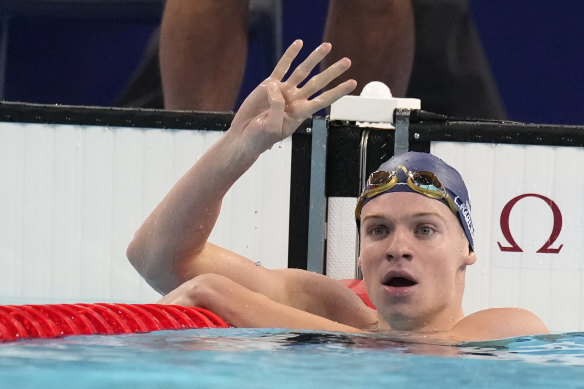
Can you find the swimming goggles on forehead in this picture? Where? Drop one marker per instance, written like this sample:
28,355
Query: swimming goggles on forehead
422,182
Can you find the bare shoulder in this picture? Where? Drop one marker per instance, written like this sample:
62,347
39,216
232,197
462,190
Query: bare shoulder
329,298
498,323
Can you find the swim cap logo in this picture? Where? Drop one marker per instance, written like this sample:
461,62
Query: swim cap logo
557,228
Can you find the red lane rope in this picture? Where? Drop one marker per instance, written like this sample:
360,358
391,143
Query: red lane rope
56,320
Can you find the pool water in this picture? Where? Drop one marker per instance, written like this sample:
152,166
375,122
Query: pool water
273,358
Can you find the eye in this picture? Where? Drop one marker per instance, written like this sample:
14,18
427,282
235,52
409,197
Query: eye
378,230
426,230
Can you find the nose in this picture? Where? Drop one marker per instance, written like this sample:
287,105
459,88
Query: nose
399,245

------------

**EXERCISE BRIEF:** Give the records again exactly, minus the pictures.

**FINISHED TASK:**
Can you find the swimming goggles on forehead in this picture? Where? Drop one marker per instance, written like this sample:
28,355
Query: swimming goggles on forehead
422,182
Can you find the bare shoulder in this picture? Where? Drop one marker per instance, written like this sample:
62,347
39,216
232,197
462,190
Query: bare shoulder
329,298
498,323
Can you find the swim cap logo in this picture? Where? Drop one marker per instance, written like this sample:
461,62
Query: swim cap logo
557,228
Can you find the red lane rope in this picture? Where? Drop one marker per instance, written like this sample:
360,358
391,143
Query: red lane rope
56,320
Can you find the pool water in this picture? Where? Drop one marker per instance, written like this sample:
152,166
375,122
Query: pool water
273,358
Can you find the eye in this picture? Where? Drop one marker per instance, written like this sample:
14,18
427,282
235,52
409,197
Query: eye
378,230
426,230
Can you find the nose in this picture? Where? Drop one marker per instance, written like this sample:
287,105
459,88
Query: nose
399,245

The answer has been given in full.